## Task requirements
(a) In the passage on Machiavelli, for how many years did he serve as a diplomat for Florence?
(b) Continue the passage on Machiavelli from its final sentence, in the same voice.

## Selected extract
★ ★ ★

I Wear the Black Hat: Grappling With Villains (Real and Imagined)
So we begin, I suppose, with a question: What’s scarier — a villain with a motive, or a villain without one?
Machiavelli poses a problem for any historian hoping to reconcile the gap between personal psychology and social memory. He is both famous and unknown — a polarizing figure regularly referenced by people who know nothing about his existence, or even his first name. Born in Florence, Italy, in 1469, Niccolò Machiavelli had lived a relatively full life long before he did anything truly memorable: For fourteen years, he served as a key diplomat for his native city until he was (wrongly) accused of conspiracy against the Medici family government (who had come into power around 1512). Machiavelli was subsequently imprisoned and tortured by means of “the strappado.” This was gravity-based brutality: The victim was hoisted into the air with both hands tied behind his back and repeatedly dropped onto a stone floor. Having nothing to confess, the forty-four-year-old Machiavelli was eventually exiled to a farm, where he became a writer (and the accidental inspiration for Tupac Shakur). Machiavelli died on June 22, 1527. Every so often, someone will suggest that he faked his own death, although that rumor exists only because it retrospectively seems like something Machiavelli would support.

★ ★ ★

## Data extract
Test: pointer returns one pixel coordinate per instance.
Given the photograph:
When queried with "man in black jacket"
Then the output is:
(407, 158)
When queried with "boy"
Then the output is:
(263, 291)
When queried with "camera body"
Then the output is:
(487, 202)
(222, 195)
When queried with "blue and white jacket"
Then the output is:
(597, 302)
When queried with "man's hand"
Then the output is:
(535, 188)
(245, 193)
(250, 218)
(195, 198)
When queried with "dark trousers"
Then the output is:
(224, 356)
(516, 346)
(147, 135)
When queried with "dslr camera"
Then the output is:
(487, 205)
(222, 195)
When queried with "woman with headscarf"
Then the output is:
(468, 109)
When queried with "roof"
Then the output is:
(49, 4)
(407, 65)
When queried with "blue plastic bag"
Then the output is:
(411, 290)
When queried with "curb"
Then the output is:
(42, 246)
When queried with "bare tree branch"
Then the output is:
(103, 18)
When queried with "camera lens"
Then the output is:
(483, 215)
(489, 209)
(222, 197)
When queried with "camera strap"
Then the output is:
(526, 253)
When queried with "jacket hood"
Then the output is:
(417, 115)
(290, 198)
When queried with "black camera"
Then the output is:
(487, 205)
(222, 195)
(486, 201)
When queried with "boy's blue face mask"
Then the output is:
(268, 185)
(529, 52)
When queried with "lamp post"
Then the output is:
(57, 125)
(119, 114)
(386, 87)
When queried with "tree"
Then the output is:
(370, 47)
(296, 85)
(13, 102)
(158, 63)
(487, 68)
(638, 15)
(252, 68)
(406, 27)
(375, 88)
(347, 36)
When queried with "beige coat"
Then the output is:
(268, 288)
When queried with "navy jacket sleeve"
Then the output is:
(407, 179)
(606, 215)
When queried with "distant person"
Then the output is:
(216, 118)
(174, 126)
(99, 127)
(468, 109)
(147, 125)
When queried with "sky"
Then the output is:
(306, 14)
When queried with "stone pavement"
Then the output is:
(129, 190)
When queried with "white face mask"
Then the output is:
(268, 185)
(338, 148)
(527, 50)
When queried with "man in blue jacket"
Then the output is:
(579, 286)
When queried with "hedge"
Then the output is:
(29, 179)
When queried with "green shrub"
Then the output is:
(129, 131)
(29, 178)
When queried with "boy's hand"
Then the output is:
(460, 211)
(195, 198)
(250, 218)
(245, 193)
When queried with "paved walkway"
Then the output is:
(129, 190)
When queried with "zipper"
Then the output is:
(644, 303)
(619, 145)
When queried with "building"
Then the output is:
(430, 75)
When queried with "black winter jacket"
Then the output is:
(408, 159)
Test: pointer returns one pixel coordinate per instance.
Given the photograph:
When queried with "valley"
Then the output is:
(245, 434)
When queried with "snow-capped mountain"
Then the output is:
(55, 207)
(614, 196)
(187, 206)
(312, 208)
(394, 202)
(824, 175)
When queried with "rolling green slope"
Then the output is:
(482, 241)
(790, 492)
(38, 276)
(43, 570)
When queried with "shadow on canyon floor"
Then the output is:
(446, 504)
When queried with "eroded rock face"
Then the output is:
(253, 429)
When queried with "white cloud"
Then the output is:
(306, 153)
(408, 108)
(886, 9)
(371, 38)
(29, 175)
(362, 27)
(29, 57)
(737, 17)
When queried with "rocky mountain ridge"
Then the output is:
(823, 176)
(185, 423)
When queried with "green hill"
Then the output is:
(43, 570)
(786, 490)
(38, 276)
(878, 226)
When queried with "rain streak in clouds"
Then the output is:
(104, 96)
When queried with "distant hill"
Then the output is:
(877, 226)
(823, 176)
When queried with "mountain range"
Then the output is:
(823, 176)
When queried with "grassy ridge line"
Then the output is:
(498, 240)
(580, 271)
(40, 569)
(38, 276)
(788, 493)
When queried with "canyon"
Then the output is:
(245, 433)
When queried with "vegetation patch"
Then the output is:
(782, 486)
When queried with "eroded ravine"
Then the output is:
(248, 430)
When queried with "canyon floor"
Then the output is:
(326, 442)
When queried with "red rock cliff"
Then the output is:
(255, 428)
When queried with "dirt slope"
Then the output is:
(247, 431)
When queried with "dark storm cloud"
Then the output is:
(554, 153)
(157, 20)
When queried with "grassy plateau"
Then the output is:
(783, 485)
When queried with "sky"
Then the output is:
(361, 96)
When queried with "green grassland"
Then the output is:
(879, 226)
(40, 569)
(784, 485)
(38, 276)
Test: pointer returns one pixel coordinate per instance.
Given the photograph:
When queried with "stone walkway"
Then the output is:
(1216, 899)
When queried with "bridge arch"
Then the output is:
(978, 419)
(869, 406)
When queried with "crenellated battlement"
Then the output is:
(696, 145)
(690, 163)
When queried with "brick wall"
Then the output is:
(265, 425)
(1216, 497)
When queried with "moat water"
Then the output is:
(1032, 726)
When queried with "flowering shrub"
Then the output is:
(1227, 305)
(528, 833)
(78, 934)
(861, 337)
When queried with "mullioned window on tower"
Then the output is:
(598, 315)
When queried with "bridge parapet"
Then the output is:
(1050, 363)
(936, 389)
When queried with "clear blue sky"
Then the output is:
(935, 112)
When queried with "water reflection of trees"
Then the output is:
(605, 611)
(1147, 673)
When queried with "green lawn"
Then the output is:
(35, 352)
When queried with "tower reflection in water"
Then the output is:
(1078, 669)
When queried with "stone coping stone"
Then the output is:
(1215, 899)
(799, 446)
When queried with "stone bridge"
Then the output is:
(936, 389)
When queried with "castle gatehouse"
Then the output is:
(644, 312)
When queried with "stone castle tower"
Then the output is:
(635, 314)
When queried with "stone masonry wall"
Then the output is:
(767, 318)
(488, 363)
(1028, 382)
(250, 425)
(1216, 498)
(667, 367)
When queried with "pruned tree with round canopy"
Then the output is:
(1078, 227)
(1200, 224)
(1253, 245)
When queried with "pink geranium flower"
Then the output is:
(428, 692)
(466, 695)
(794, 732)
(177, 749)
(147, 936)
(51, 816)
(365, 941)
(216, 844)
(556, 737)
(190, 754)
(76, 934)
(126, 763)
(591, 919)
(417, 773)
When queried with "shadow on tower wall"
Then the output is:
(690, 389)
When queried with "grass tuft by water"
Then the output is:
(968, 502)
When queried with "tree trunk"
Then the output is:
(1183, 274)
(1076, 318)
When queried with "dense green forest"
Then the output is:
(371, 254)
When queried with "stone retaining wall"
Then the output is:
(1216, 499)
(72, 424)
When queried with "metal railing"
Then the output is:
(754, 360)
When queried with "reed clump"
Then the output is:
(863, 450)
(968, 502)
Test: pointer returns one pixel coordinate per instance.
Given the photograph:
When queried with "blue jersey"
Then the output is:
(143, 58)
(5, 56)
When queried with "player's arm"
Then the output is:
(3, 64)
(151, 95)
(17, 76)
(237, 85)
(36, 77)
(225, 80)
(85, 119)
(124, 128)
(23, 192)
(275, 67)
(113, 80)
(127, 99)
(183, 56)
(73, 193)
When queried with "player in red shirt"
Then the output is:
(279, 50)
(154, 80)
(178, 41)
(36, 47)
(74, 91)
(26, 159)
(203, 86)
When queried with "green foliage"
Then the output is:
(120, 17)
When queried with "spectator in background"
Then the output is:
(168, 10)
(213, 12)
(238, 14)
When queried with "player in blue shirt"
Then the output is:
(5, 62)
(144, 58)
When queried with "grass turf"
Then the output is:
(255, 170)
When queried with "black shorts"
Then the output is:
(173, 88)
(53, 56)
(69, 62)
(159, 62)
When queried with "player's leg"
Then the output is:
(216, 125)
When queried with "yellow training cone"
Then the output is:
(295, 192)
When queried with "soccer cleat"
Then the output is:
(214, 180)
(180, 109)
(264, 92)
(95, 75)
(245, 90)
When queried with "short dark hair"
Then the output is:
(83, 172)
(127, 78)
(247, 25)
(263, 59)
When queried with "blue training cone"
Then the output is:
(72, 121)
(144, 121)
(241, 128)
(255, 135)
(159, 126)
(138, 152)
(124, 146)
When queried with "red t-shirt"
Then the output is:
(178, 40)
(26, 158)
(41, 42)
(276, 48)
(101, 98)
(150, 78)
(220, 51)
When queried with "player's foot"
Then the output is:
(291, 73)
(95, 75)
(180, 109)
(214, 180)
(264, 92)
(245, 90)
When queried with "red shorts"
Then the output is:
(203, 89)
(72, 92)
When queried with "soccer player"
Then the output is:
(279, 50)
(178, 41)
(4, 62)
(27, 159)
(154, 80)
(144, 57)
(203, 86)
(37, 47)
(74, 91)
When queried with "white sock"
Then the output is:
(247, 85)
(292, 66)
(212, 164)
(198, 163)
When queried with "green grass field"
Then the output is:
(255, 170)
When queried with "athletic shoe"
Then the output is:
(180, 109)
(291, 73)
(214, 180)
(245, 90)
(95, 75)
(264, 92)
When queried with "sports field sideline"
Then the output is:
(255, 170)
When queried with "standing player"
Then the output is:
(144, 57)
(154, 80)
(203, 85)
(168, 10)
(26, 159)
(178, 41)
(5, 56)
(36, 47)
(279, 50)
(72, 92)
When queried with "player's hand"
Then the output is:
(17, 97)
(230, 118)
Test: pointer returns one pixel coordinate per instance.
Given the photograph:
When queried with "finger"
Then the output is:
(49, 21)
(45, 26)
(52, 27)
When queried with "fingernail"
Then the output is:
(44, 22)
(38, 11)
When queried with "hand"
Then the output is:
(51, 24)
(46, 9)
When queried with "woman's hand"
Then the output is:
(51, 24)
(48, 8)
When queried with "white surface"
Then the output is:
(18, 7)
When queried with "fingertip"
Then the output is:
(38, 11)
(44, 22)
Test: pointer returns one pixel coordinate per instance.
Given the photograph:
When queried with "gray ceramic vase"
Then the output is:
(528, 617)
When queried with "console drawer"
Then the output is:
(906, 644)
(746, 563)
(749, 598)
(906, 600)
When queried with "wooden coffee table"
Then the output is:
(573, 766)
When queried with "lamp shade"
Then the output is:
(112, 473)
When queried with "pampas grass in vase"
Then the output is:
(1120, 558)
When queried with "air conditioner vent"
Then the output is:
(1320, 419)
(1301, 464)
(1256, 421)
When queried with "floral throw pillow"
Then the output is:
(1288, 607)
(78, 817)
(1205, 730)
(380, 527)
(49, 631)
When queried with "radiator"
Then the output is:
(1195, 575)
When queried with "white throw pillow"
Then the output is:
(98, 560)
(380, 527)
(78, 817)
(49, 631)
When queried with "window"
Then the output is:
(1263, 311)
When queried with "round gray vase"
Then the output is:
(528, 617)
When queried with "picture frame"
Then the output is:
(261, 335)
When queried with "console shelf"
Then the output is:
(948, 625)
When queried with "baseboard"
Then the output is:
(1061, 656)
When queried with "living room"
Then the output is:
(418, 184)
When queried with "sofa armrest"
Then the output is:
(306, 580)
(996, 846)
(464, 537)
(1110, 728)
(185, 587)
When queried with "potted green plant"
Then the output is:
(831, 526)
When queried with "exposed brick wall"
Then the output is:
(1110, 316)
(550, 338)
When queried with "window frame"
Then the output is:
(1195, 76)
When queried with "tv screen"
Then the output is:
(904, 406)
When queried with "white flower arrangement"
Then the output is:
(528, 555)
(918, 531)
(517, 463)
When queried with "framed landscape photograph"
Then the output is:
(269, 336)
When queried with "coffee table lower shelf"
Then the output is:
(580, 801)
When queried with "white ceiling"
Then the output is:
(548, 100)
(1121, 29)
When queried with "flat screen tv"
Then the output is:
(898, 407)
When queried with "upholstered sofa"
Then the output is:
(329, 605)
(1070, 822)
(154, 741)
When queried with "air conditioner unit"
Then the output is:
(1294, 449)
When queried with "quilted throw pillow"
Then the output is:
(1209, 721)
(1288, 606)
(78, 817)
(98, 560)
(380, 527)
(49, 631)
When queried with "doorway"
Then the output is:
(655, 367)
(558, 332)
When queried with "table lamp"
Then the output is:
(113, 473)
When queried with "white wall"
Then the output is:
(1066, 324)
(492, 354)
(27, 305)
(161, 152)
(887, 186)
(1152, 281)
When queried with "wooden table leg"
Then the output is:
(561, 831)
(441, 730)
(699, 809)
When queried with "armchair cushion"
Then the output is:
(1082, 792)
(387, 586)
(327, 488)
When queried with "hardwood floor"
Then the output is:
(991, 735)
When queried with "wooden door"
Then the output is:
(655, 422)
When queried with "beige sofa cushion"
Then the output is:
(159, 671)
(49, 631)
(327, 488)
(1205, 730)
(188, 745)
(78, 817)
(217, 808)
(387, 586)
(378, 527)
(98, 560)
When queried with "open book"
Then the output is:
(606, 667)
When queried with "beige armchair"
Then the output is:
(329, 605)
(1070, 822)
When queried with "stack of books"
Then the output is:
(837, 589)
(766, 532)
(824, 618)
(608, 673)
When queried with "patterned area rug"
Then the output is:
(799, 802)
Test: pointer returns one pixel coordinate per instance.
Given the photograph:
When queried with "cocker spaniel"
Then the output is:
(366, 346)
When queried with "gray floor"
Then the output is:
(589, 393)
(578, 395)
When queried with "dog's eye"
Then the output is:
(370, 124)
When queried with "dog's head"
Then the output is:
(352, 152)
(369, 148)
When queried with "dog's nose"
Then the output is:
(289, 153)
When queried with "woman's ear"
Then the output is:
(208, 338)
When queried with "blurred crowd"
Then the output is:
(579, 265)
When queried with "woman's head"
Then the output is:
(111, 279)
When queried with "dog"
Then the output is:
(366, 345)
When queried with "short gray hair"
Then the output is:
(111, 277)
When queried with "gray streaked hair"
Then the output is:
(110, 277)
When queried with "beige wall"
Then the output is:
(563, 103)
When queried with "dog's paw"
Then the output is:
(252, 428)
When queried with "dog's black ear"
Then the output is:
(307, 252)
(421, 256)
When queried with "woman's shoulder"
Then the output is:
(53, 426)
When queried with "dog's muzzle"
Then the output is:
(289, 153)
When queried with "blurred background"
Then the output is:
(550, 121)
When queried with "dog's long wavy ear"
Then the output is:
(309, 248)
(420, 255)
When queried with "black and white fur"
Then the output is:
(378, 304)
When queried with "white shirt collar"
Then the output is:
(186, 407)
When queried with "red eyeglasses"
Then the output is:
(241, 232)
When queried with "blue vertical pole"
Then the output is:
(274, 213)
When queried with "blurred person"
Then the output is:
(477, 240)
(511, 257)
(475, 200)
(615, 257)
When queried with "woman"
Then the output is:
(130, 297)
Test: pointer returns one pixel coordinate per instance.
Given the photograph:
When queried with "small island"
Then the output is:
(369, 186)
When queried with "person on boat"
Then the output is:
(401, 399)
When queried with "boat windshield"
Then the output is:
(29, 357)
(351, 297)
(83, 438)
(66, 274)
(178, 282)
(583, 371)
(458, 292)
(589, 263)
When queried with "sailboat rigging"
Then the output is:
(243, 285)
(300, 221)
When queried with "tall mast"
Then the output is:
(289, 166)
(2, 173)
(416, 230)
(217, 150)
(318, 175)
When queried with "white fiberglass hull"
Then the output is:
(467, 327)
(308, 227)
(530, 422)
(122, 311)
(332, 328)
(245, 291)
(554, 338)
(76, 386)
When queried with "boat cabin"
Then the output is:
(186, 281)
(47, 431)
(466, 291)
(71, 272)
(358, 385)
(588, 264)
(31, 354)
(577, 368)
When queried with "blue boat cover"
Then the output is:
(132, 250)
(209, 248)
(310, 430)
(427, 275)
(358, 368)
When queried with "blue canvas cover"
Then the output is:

★ ★ ★

## Written answers
(a) Fourteen years.

(b)
The one thing we all collectively understand about Machiavelli is the eponym Machiavellian, a catch-all term for the attainment of power through cunning. It’s almost a compliment, but only to an especially self-absorbed criminal (or, in the case of hip-hop, to those who aspire to a criminal reputation). This perception can be inferred through much of his writing catalog, although the only book that really matters is The Prince, a treatise on the dynamics of interpersonal relationships within the political sphere. It was published five years after the author had died. There are some undeniably radical ideas in The Prince; the ideas might seem self-evident in the present day, but they exploded minds in the sixteenth century. The biggest idea reconsiders the reality of motive: Throughout the Middle Ages and the Renaissance, monarchies operated (or at least pretended to operate) from a bizarrely optimistic perspective. They believed (or at least claimed to believe) that the best way for any ruler to succeed was through virtue; if the populace saw their leader as righteous and noble and pure, they would be more likely to support and follow him. To be a good king, you had to be a good person (or so the thinking went). The Prince argues that this kind of principle is ridiculous and naïve; instead, Machiavelli suggests that the essential key to attaining and holding power was being powerful. It’s an umbrella philosophy that informs every detail. According to The Prince, the traditional definition of virtue is at best a nonfactor and potentially a detriment; to Machiavelli, the only true virtue is craft. Being feared is better than being loved. Laws are essential, but they’re nothing more than constructions (and they work only if the populace cowers to the concept of state domination). Instead of allowing life to happen by chance, whatever one desires should be pursued and taken. If you have to slay a bunch of your enemies, do so on the first day of the job; that way, you’ll seem nicer in the future (since killing will no longer be necessary). A prince “must not have any other object or any other thought, nor must he adopt anything as his art but war,” the author plainly states.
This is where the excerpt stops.